▸ **Kutipan yang Disediakan**:

++++++

Rabu, 25 Oktober 2017

Dagelan Reforma Agraria dan Perhutanan Sosial (RAPS)


Oleh : Amat

Belum lama ada peristiwa yang cukup menggelikan sebagaimana dilansir antaranews, "Kementerian Koordinator Bidang Perekonomian menunjuk WWF Indonesia sebagai mitra untuk membentuk sekretariat bersama sebagai Project Management Office (PMO)," kata Sekretaris Menko Perekonomian Lukita Dinarsyah Tuwo di Jakarta, Kamis.

Sontak penunjukan WWF sebagai mitra (bahkan pusat koordinasi jalannya RAPS) membuat banyak kalangan kaget, baik yang pro kepada RAPS ataupun yang tidak. Sebelumnya, bagi yang belum mengikuti perkembangan RAPS bisa baca-baca beberapa rilis resmi pemerintah yang berbicara mengenai RAPS, Eko Sulistyo selaku Deputi Komunikasi Politik dan Diseminasi Informasi Kantor Staf Presiden. Menulis satu artikel yang dimuat di Koran Sindo edisi 23 September 2017,

"Makna peringatan hari tani tahun ini jika dikaitkan dengan komitmen Nawacita Pemerintahan Jokowi-JK. Khususnya dalam rangka meningkatkan kesejahteraan masyarakat desa, pemberdayaan masyarakat adat dan pengurangan ketimpangan desa dan kota. Legalisasi Aset dan Redistribusi Tanah Secara garis besar komitmen Pemerintahan Jokowi-JK untuk meningkatkan kehidupan dan kesejahteraan petani sudah dimandatkan dalam Nawacita."

++++++

▸ **Soal yang Diberikan**: Tolong salin tanpa perubahan bagian artikel tentang Reforma Agraria dan Perhutanan Sosial di atas, mulai dari kata-kata yang memuat "Rabu, 25 Oktober" dan berhenti setelah "di Jakarta, Kamis.".

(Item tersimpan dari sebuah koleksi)

++++++

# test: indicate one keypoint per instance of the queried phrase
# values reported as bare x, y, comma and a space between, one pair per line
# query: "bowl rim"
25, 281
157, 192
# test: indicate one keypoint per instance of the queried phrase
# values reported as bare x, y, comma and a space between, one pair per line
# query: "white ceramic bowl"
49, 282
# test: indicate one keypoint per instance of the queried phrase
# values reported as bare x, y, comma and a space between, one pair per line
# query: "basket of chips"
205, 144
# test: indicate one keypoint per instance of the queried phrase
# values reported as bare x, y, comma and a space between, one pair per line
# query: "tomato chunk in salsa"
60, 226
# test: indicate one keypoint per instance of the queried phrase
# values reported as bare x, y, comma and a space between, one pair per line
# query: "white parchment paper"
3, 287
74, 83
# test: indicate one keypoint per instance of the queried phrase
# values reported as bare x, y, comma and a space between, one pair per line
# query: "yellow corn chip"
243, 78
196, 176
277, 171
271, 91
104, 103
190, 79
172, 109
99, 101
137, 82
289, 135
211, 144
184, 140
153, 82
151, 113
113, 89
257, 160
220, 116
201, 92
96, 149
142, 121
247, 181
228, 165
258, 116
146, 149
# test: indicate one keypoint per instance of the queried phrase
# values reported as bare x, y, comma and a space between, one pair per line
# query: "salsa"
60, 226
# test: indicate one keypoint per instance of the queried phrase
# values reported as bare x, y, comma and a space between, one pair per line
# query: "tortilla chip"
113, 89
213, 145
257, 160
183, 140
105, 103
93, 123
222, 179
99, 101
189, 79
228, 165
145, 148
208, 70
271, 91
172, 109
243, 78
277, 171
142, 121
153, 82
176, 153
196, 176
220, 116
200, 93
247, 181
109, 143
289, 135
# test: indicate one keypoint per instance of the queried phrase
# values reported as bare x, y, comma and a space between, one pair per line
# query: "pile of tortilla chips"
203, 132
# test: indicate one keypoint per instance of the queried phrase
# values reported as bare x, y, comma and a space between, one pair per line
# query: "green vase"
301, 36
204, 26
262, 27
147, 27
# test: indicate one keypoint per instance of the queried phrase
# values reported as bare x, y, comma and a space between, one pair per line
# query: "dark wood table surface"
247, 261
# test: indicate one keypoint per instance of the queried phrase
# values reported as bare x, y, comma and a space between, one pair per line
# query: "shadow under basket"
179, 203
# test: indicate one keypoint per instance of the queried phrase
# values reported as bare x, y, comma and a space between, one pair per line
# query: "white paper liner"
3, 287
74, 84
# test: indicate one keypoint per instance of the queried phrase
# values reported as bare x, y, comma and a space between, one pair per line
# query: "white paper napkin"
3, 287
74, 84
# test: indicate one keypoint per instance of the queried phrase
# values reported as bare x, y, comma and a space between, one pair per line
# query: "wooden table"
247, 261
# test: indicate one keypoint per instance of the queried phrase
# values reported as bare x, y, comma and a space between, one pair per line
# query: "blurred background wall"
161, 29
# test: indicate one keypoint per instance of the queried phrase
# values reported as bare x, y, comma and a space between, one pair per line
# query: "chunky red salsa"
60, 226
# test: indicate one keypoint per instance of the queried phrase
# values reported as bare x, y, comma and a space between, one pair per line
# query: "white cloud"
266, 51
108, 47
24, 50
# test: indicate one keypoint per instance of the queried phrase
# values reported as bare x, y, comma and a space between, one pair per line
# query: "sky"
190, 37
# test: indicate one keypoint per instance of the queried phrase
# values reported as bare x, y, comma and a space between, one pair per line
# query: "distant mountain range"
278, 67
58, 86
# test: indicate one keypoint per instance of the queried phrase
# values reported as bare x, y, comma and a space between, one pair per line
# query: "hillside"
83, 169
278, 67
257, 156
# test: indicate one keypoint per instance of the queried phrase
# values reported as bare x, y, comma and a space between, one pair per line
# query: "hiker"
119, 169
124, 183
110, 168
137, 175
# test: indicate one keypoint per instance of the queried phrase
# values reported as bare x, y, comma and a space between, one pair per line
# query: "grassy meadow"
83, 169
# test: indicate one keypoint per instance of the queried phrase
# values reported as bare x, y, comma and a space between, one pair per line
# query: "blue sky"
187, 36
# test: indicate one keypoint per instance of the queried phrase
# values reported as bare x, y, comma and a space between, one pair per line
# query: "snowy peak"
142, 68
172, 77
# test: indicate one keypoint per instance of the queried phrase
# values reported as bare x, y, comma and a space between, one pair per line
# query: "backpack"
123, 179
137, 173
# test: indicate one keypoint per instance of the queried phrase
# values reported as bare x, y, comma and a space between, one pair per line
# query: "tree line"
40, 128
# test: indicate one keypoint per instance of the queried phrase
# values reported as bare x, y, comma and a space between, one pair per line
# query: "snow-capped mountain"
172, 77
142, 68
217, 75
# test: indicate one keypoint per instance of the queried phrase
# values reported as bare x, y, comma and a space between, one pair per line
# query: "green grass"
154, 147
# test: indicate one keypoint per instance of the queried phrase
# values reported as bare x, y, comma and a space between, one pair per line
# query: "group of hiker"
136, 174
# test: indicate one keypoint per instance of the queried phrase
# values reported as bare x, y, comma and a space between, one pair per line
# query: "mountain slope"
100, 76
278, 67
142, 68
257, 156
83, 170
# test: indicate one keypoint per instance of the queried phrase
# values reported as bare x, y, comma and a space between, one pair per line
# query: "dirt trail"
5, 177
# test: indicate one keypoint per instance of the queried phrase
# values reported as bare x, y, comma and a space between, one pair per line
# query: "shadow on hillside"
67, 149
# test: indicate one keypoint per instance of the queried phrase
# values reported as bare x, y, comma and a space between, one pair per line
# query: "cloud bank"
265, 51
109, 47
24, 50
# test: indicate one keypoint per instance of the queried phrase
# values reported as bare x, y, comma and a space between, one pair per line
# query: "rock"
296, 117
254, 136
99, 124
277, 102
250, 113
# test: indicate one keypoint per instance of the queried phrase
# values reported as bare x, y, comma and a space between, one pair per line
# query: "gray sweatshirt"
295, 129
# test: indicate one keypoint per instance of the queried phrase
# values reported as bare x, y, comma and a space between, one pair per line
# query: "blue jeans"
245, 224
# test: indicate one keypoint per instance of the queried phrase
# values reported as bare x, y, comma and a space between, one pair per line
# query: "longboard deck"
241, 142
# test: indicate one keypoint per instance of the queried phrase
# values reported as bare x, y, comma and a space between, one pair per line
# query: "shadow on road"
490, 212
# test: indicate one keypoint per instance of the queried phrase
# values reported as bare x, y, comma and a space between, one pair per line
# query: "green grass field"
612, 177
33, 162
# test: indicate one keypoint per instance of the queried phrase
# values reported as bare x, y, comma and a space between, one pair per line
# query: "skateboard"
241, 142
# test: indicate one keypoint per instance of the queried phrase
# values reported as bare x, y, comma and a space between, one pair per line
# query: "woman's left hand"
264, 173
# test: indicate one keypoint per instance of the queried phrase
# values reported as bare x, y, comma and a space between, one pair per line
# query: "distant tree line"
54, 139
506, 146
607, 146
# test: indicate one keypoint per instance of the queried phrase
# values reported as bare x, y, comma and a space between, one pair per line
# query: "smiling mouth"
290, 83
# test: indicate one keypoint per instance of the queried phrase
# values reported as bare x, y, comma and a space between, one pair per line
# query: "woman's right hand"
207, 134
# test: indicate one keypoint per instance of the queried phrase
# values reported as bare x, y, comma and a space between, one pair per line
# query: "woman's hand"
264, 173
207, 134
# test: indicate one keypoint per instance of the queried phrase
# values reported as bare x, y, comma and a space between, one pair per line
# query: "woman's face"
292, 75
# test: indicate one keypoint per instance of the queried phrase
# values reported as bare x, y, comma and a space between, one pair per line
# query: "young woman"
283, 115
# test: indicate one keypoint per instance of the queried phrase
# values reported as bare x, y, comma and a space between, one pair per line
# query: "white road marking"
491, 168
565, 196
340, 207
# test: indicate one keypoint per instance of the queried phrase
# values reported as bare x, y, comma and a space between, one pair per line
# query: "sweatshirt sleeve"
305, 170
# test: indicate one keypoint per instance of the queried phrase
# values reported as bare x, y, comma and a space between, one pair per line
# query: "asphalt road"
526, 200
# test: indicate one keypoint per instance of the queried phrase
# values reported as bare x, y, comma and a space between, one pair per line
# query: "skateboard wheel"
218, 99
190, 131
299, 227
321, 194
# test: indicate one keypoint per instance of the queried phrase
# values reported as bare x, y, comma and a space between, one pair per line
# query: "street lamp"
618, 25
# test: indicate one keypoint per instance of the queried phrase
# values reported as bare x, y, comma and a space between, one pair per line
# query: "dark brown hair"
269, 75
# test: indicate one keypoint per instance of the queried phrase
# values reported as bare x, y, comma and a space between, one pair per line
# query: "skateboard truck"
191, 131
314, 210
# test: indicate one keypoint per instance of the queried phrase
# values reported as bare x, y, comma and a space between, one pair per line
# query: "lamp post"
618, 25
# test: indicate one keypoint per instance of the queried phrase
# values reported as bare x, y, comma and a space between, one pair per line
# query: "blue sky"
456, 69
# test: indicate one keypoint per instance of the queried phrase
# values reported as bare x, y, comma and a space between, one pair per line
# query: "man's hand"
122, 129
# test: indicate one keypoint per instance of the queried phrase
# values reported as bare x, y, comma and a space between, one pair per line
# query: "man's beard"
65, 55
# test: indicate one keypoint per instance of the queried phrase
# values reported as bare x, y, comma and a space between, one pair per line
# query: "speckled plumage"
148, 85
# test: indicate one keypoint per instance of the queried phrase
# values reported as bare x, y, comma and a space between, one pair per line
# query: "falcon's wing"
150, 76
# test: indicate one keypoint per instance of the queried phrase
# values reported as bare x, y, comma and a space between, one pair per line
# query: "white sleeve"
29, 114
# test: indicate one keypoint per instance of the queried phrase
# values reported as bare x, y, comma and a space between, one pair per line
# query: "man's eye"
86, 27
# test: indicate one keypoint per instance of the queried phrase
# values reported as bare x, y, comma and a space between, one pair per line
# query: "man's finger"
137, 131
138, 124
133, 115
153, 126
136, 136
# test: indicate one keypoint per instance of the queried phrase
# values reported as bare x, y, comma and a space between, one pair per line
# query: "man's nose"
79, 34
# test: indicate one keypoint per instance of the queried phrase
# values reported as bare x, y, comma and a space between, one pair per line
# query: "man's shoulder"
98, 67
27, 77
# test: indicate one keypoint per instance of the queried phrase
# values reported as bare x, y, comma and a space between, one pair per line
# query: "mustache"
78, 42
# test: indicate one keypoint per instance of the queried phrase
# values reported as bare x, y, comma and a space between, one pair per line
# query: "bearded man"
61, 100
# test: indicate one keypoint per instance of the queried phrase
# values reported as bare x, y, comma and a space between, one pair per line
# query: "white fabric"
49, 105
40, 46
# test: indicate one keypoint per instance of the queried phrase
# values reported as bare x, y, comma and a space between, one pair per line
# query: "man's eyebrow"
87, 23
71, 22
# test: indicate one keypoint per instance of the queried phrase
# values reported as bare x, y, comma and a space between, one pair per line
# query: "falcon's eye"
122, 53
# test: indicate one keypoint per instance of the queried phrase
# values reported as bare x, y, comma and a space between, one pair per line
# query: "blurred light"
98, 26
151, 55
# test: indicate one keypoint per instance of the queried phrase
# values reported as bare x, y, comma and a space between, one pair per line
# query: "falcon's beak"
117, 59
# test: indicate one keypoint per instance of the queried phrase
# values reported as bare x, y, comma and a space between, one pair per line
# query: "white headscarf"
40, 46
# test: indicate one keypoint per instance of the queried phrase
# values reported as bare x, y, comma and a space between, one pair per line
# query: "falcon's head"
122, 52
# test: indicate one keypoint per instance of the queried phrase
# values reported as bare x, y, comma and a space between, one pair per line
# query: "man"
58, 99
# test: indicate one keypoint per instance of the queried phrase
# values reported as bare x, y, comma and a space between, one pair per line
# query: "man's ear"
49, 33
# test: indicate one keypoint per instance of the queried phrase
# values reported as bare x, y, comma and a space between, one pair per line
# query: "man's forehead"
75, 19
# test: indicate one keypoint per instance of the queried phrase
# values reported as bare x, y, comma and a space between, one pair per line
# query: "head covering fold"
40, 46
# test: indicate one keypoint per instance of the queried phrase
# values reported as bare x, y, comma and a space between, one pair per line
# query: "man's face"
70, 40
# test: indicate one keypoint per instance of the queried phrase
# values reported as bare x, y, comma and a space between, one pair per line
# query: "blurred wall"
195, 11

++++++

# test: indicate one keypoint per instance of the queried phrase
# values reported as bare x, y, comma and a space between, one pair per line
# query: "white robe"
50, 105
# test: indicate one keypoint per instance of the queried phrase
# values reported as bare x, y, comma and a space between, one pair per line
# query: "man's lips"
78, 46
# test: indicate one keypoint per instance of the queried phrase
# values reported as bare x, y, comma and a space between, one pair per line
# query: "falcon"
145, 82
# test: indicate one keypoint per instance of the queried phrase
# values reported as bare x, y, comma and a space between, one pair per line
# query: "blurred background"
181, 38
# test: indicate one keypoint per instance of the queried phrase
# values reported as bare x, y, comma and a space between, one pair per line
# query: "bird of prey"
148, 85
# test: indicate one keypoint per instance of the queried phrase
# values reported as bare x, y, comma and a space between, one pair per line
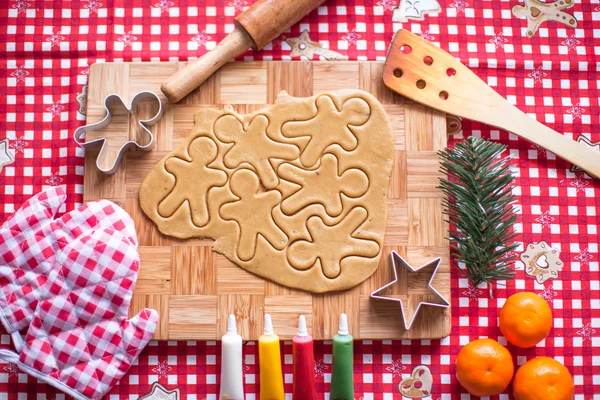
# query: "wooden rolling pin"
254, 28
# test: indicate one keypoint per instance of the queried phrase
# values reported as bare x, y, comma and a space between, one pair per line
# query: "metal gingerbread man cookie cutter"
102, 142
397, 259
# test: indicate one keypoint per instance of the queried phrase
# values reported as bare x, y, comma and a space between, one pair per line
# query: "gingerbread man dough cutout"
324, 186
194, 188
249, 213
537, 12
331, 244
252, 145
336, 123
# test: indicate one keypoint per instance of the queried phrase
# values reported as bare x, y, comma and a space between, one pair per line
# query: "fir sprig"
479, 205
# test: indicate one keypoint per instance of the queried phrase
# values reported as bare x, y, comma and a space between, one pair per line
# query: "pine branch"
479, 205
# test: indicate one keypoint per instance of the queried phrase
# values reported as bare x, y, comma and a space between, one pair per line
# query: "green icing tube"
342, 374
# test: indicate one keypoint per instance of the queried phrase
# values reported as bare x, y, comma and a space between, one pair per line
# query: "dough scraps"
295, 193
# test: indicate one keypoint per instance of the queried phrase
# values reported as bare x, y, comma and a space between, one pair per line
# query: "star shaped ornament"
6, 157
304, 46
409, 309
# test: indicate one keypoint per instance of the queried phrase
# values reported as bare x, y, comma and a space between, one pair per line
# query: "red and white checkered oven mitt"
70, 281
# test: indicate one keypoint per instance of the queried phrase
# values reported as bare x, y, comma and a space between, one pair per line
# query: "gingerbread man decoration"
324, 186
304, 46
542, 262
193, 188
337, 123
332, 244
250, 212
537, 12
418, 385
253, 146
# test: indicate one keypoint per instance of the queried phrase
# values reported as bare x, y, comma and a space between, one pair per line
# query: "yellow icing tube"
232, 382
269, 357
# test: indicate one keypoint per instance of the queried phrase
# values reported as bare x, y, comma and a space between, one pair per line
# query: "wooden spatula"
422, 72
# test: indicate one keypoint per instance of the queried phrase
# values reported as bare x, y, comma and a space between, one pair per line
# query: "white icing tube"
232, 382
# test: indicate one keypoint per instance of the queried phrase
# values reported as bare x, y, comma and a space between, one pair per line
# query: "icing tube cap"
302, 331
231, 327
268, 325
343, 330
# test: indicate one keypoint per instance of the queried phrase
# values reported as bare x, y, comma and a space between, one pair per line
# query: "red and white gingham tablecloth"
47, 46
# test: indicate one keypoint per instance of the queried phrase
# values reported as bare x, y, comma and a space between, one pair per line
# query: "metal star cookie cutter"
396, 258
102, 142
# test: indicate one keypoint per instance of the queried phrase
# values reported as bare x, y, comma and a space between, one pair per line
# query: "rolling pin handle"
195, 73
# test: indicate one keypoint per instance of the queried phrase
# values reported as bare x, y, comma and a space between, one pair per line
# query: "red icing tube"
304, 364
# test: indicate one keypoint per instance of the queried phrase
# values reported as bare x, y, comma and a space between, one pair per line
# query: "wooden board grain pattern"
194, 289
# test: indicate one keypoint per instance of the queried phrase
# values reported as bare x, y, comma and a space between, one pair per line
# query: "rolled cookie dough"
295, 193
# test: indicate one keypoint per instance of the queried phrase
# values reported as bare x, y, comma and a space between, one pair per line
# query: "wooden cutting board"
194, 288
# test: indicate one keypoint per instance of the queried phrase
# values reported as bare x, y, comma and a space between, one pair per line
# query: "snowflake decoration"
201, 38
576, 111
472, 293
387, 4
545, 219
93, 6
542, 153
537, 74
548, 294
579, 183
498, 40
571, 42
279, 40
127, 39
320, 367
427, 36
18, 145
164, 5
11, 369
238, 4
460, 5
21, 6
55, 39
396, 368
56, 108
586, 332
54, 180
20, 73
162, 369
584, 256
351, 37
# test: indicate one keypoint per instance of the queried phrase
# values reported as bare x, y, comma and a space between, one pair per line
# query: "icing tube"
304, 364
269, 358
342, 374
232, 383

++++++

▸ **Jawaban Latihan**:
Rabu, 25 Oktober 2017

Dagelan Reforma Agraria dan Perhutanan Sosial (RAPS)


Oleh : Amat

Belum lama ada peristiwa yang cukup menggelikan sebagaimana dilansir antaranews, "Kementerian Koordinator Bidang Perekonomian menunjuk WWF Indonesia sebagai mitra untuk membentuk sekretariat bersama sebagai Project Management Office (PMO)," kata Sekretaris Menko Perekonomian Lukita Dinarsyah Tuwo di Jakarta, Kamis.